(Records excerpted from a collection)
========

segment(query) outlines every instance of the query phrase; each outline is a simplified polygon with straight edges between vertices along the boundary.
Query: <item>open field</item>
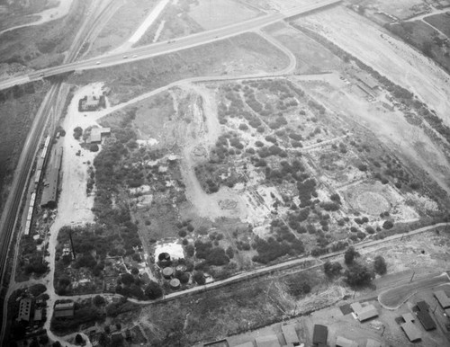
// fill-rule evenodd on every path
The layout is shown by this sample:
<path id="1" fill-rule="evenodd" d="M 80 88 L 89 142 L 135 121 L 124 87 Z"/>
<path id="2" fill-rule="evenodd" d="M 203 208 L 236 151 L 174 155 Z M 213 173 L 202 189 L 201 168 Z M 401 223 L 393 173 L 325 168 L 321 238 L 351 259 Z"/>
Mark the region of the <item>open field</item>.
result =
<path id="1" fill-rule="evenodd" d="M 449 281 L 450 280 L 446 273 L 436 274 L 434 277 L 425 280 L 416 280 L 414 282 L 404 284 L 380 293 L 378 301 L 385 308 L 397 309 L 414 293 L 448 283 Z"/>
<path id="2" fill-rule="evenodd" d="M 297 73 L 317 74 L 344 67 L 343 61 L 331 51 L 284 23 L 274 24 L 265 31 L 295 55 Z"/>
<path id="3" fill-rule="evenodd" d="M 358 4 L 371 10 L 374 9 L 393 15 L 400 20 L 430 11 L 430 6 L 423 0 L 400 0 L 395 2 L 389 0 L 364 0 L 358 1 Z"/>
<path id="4" fill-rule="evenodd" d="M 0 62 L 32 68 L 60 64 L 86 14 L 88 4 L 75 1 L 66 17 L 0 36 Z"/>
<path id="5" fill-rule="evenodd" d="M 167 4 L 158 19 L 147 30 L 135 46 L 164 41 L 202 31 L 202 26 L 188 15 L 195 1 L 176 1 Z"/>
<path id="6" fill-rule="evenodd" d="M 4 6 L 2 8 L 3 11 L 0 11 L 0 31 L 2 31 L 7 28 L 34 22 L 39 19 L 36 15 L 38 13 L 54 7 L 57 4 L 52 0 L 35 0 L 27 3 L 9 2 L 4 4 L 0 2 L 0 5 Z"/>
<path id="7" fill-rule="evenodd" d="M 414 93 L 445 124 L 450 125 L 448 76 L 408 44 L 386 35 L 365 18 L 342 7 L 296 22 L 323 35 L 393 83 Z"/>
<path id="8" fill-rule="evenodd" d="M 234 76 L 270 72 L 288 66 L 283 52 L 254 33 L 207 44 L 199 49 L 113 67 L 82 72 L 70 82 L 84 85 L 104 81 L 117 104 L 172 82 L 202 76 Z"/>
<path id="9" fill-rule="evenodd" d="M 446 14 L 438 15 L 444 15 L 445 19 L 448 21 L 449 17 Z M 437 24 L 446 25 L 442 21 L 438 22 Z M 402 22 L 390 24 L 387 28 L 406 42 L 421 50 L 425 56 L 436 60 L 446 71 L 450 71 L 450 44 L 448 39 L 442 37 L 437 31 L 426 22 Z"/>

========

### [Set exercise]
Return every line of the records above without changing a character, and leave the pictures out.

### [The completed task]
segment(query) outlines every instance of the query phrase; each outline is a simplified polygon with straight edges between vertices along the boundary.
Query: <item>open field</item>
// fill-rule evenodd on every path
The layout is shown by this sample:
<path id="1" fill-rule="evenodd" d="M 80 88 L 89 142 L 135 121 L 124 87 Z"/>
<path id="2" fill-rule="evenodd" d="M 203 208 L 236 151 L 174 155 Z M 213 173 L 202 189 L 201 168 Z M 401 223 L 393 173 L 325 168 L 321 238 L 351 259 Z"/>
Mark the region of the <item>open field</item>.
result =
<path id="1" fill-rule="evenodd" d="M 449 281 L 450 280 L 446 273 L 436 274 L 434 277 L 425 280 L 416 280 L 414 282 L 404 284 L 380 293 L 378 301 L 385 308 L 397 309 L 414 293 L 448 283 Z"/>
<path id="2" fill-rule="evenodd" d="M 297 73 L 317 74 L 344 67 L 343 61 L 331 51 L 284 23 L 274 24 L 265 31 L 295 55 Z"/>
<path id="3" fill-rule="evenodd" d="M 358 4 L 371 10 L 374 9 L 393 15 L 400 20 L 430 11 L 430 6 L 423 0 L 400 0 L 395 2 L 389 0 L 364 0 L 358 1 Z"/>
<path id="4" fill-rule="evenodd" d="M 0 62 L 32 68 L 60 64 L 86 14 L 88 4 L 75 1 L 66 17 L 0 36 Z"/>
<path id="5" fill-rule="evenodd" d="M 167 4 L 158 19 L 147 30 L 135 46 L 164 41 L 202 31 L 202 26 L 188 15 L 195 1 L 176 1 Z"/>
<path id="6" fill-rule="evenodd" d="M 4 6 L 2 8 L 3 11 L 0 11 L 0 31 L 2 31 L 7 28 L 34 22 L 39 19 L 36 15 L 38 13 L 54 7 L 57 4 L 52 0 L 35 0 L 27 3 L 9 2 L 4 4 L 0 2 L 0 5 Z"/>
<path id="7" fill-rule="evenodd" d="M 414 93 L 445 124 L 450 125 L 448 76 L 408 44 L 386 35 L 365 18 L 342 7 L 296 22 L 323 35 L 393 83 Z"/>
<path id="8" fill-rule="evenodd" d="M 234 76 L 270 72 L 288 66 L 283 52 L 254 33 L 207 44 L 199 49 L 113 67 L 82 72 L 70 82 L 84 85 L 104 81 L 117 104 L 172 82 L 202 76 Z"/>
<path id="9" fill-rule="evenodd" d="M 446 14 L 438 15 L 444 15 L 445 19 L 448 21 L 449 17 Z M 437 24 L 446 25 L 442 21 L 438 22 Z M 402 22 L 390 24 L 387 28 L 406 42 L 421 50 L 425 56 L 436 60 L 446 71 L 450 71 L 450 44 L 448 39 L 442 37 L 437 31 L 426 22 Z"/>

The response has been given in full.